Could you give back every entry below exactly, with the pictures dropped?
#### Data section
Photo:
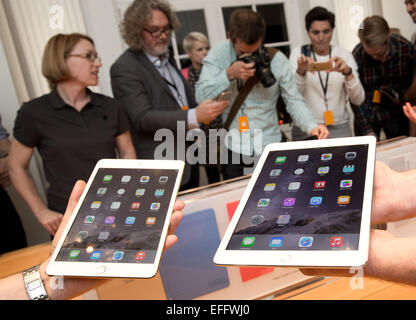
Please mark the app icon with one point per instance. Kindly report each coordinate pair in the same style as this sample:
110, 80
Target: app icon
102, 191
82, 235
130, 220
283, 219
248, 242
323, 170
263, 203
150, 221
319, 185
289, 202
294, 186
276, 242
350, 155
346, 184
257, 219
115, 205
155, 206
275, 172
344, 200
118, 255
270, 187
315, 201
299, 171
326, 157
144, 179
89, 219
74, 254
109, 220
135, 206
120, 192
126, 179
95, 255
159, 192
140, 256
336, 242
305, 242
103, 236
280, 160
95, 204
163, 179
348, 168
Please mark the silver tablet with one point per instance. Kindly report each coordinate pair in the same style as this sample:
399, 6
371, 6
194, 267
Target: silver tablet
308, 204
120, 223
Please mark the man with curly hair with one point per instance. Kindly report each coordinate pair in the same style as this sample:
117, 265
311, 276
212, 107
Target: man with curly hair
152, 90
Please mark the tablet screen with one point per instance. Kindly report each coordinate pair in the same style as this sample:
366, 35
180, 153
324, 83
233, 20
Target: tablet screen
121, 218
309, 199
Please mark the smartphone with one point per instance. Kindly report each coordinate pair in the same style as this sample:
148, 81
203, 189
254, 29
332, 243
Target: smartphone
320, 66
119, 226
226, 95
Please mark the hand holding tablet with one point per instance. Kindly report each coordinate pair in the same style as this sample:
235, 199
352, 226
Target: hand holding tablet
307, 204
120, 224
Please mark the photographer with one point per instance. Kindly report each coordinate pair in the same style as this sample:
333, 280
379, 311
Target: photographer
240, 58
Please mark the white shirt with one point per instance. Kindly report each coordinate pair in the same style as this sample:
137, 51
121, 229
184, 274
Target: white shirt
339, 89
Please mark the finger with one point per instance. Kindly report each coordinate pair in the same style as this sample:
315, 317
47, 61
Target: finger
178, 206
174, 221
326, 272
170, 241
73, 200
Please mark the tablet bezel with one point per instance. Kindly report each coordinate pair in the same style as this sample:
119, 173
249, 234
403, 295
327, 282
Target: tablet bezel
304, 258
117, 270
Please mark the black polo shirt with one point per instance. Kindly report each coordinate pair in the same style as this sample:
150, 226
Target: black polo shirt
70, 142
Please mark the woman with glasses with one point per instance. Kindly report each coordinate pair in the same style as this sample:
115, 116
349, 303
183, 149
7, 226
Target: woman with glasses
72, 127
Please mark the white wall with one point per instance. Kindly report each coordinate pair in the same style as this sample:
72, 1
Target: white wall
396, 15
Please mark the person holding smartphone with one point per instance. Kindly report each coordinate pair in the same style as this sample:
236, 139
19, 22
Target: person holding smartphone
326, 92
71, 127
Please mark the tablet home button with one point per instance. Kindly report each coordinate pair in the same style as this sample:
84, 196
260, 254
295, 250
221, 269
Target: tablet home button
101, 270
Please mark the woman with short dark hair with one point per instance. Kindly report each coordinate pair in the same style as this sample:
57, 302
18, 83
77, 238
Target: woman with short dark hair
326, 92
72, 127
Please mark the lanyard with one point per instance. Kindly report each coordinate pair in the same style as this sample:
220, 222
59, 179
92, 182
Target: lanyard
173, 85
324, 87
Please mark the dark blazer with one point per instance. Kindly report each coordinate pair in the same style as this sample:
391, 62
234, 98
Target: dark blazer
149, 103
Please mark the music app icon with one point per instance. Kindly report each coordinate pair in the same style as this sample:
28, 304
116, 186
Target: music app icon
336, 242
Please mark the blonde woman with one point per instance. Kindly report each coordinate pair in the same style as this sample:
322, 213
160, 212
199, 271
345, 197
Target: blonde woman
71, 127
196, 46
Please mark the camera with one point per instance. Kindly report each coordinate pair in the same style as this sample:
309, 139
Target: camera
262, 61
########
» **Final answer**:
Photo:
Please mark the app icon with one point per instance. Kindly report each coordinate pair in the same style as this sample:
110, 80
Target: app icon
102, 191
82, 235
130, 220
283, 219
248, 242
323, 170
263, 203
150, 221
319, 185
289, 202
294, 186
276, 242
350, 155
346, 184
257, 219
115, 205
155, 206
275, 172
344, 200
118, 255
270, 187
315, 201
299, 171
326, 157
144, 179
89, 219
74, 254
109, 220
135, 206
120, 192
126, 179
95, 255
159, 192
140, 256
336, 242
305, 242
103, 236
280, 160
95, 204
163, 179
348, 168
Please mark the silver tablet with one point per instance. Kindly report each coordinate pair in the same style as this sample:
399, 6
371, 6
194, 267
Target: silver tablet
308, 204
120, 223
Please mark the man with curly hair with one point per instance. Kindly report each coordinate pair in the same style as this sample:
117, 265
311, 276
212, 107
Target: man with curly hair
152, 90
Please mark the tablet screen with one point per instance. Kindly report each coordinate pair in the same style as this sample:
366, 35
180, 153
324, 83
233, 20
Target: tablet screen
121, 218
309, 199
Please mark the smartphone with one point per instance. Kindly report each coordinate pair in the same style as this sample:
148, 81
203, 189
254, 29
332, 243
Target: smartphone
320, 66
119, 226
226, 95
Please mark the hand holding tablet with one point per instance. Kindly report each coordinate pair in the same style as this sample:
235, 199
352, 226
Target: hand holding tablet
307, 204
120, 224
Please mark the photographer with one point per instance. Kindly report each coordinate pair in the same style as this sample:
333, 280
379, 311
Target: photographer
240, 58
Please mark the white shirt with one point per instance. Kindly report each coordinate pair in the same style as this sample:
137, 51
121, 229
184, 274
Target: white shirt
339, 89
Please mark the finger with one point per instance. Kindly report each coordinate pair in the same style as this sample:
315, 317
47, 61
Target: finger
178, 206
174, 221
326, 272
170, 241
73, 200
Please mark the tablet bezel with one point per instance. Kindly report each coordinate pair in the same style as this sample:
119, 173
249, 234
403, 295
327, 282
Target: tablet bezel
304, 258
117, 270
Please mark the black polo shirt with one point per instance. Kindly report each coordinate pair in the same style as this sample:
150, 226
Target: black polo shirt
70, 142
Please mark the woman with glasses with one point per instance. Kindly report each coordinate pair in the same style as this sample:
115, 116
349, 303
183, 149
7, 226
Target: woman with glasses
72, 127
Please mark the white wall with one point per instance. Kindly report each coordinate pair in the same style as this sample:
72, 1
Target: white wall
396, 15
Please mark the person holding smartphone with one point per instance. Kindly report each coordinate pair in the same style as this sample:
236, 139
19, 22
Target: person holding smartphone
326, 92
71, 127
Please mark the tablet home button with one point per instance. Kindly report each coordinate pair in the same style as this sample:
84, 196
260, 254
295, 250
221, 269
Target: tablet home button
101, 270
Please mark the woman with short dark hair with one point per instance. Kindly report each coordinate pair in the same style as this sample:
57, 302
18, 83
77, 238
Target: woman with short dark hair
326, 92
72, 127
Please mark the lanyard with one point per instance. Kindly report each coordinate pair in the same style as this sample:
220, 222
59, 179
92, 182
Target: lanyard
173, 85
324, 87
Please mark the dark blazer with one point per instance. Kindly report each coordinate pair in the same style as this sample:
391, 62
234, 98
Target: dark blazer
149, 103
Please mark the music app icon with one point per instance. Kindly report each coordinate pair in the same style as this sample:
28, 304
116, 186
Target: music app icon
336, 242
Please mark the blonde woman with one point per instance. Kindly report each coordinate pair in the same style as this sample:
322, 213
160, 212
199, 271
345, 197
Target: blonde woman
71, 127
196, 46
Please mark the camera with one point per instance. Kindly report each coordinate pair in the same style as this sample:
309, 139
Target: camera
262, 61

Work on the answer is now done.